Your task => Resize the data between the line holding "Target: rock" and the end of the data, inclusive. Write out every one of those lines again, requests included, with each point coordinate multiplied by 2.25 and rounded to a whole number (halves round up), and leave out the pictures.

Recorded data =>
----------------
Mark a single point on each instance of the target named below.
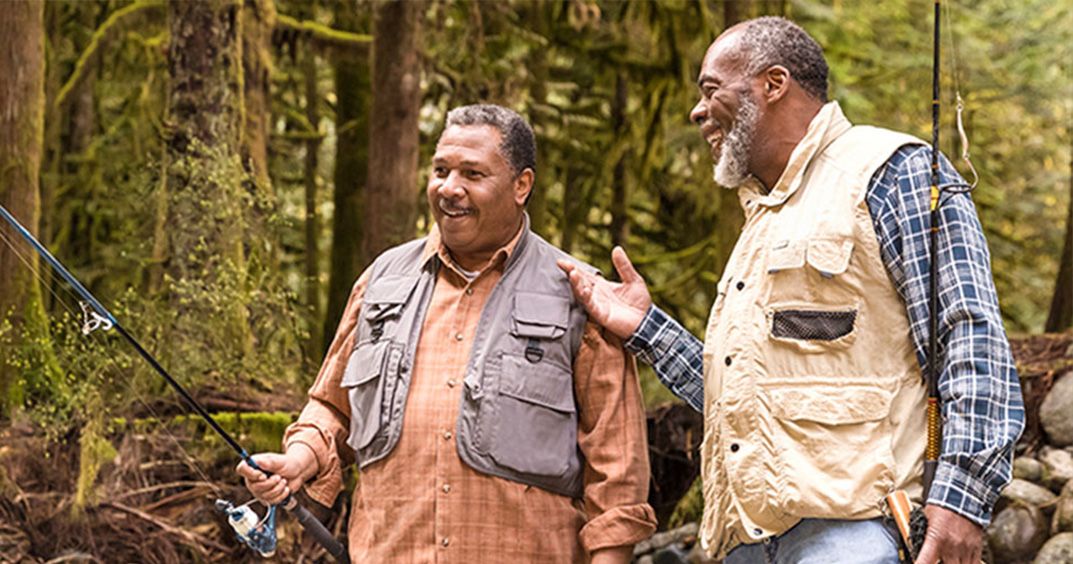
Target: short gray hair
(770, 40)
(517, 143)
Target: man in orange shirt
(490, 419)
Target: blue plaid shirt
(983, 414)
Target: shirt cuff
(963, 493)
(326, 485)
(644, 340)
(625, 525)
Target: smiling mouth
(452, 211)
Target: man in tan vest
(809, 375)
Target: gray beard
(732, 168)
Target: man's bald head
(764, 42)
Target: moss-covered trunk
(1060, 316)
(21, 136)
(392, 187)
(352, 160)
(205, 261)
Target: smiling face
(728, 113)
(475, 196)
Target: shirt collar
(827, 125)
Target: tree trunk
(205, 261)
(312, 258)
(258, 20)
(352, 159)
(620, 193)
(538, 97)
(392, 184)
(21, 138)
(1061, 305)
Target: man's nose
(699, 113)
(452, 186)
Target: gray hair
(770, 40)
(517, 145)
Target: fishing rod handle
(317, 530)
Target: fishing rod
(256, 533)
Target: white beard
(732, 168)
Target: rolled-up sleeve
(324, 423)
(612, 434)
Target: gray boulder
(1017, 533)
(1062, 520)
(1057, 550)
(1028, 493)
(1059, 468)
(1056, 412)
(1027, 469)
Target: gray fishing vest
(518, 415)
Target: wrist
(306, 459)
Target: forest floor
(152, 501)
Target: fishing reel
(259, 533)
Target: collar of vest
(434, 241)
(827, 125)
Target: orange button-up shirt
(423, 504)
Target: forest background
(219, 173)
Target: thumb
(929, 552)
(623, 266)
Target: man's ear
(776, 83)
(523, 186)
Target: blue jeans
(824, 542)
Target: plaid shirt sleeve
(674, 353)
(983, 413)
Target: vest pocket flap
(832, 404)
(785, 255)
(365, 364)
(540, 383)
(829, 256)
(540, 315)
(385, 296)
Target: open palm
(619, 307)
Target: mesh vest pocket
(810, 325)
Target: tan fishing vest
(813, 397)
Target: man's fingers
(623, 266)
(929, 552)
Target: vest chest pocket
(370, 374)
(811, 299)
(535, 431)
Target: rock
(1017, 533)
(1062, 520)
(1027, 469)
(1057, 550)
(1028, 493)
(1059, 468)
(1056, 412)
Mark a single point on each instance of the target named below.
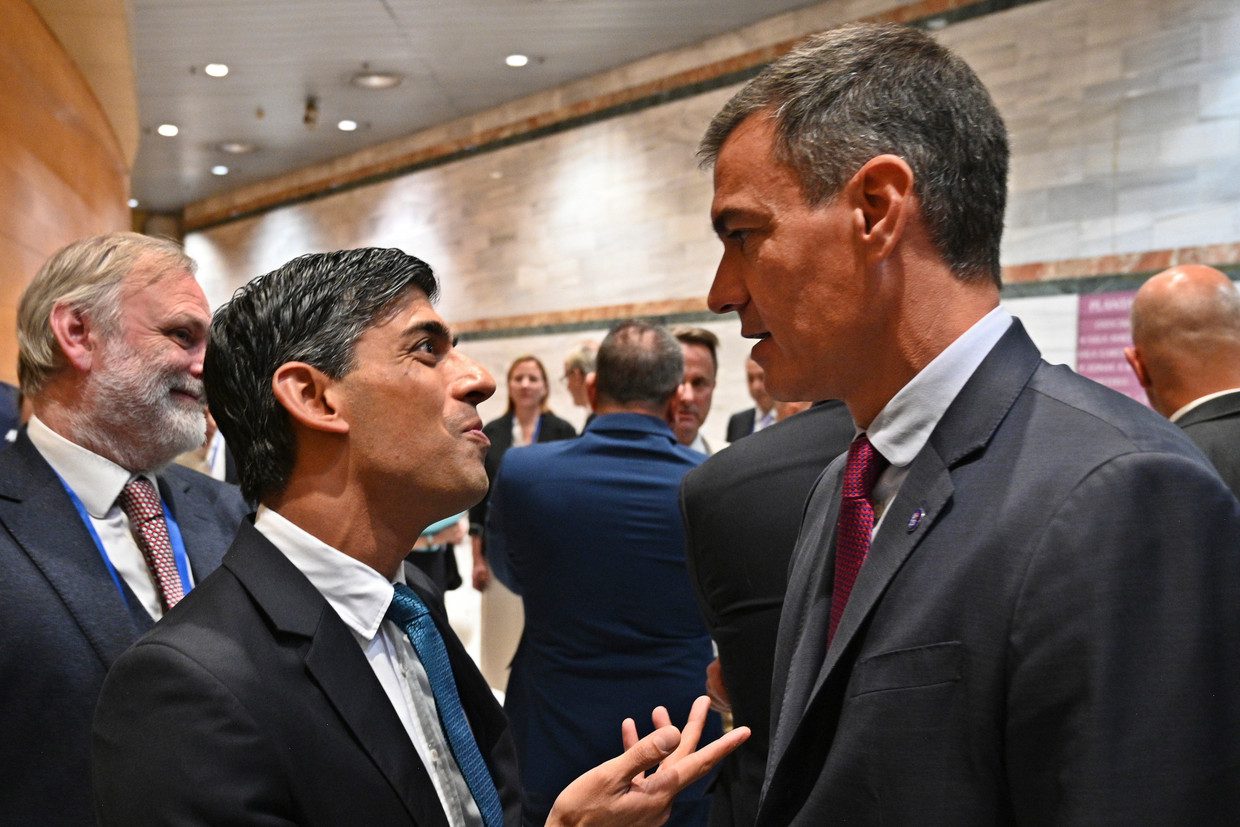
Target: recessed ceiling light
(377, 79)
(236, 146)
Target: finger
(628, 733)
(687, 770)
(641, 756)
(692, 730)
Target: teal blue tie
(409, 613)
----------------
Exercise response =>
Target: rock
(2288, 1199)
(2390, 1170)
(2311, 1055)
(2378, 1238)
(2313, 1109)
(2383, 1053)
(2376, 927)
Mark a single point on each instance of the target named below.
Target: recessed ceiling light
(848, 178)
(531, 329)
Target: finger
(1413, 1649)
(1546, 1733)
(1442, 1701)
(1557, 1643)
Target: teal blue tie
(920, 1379)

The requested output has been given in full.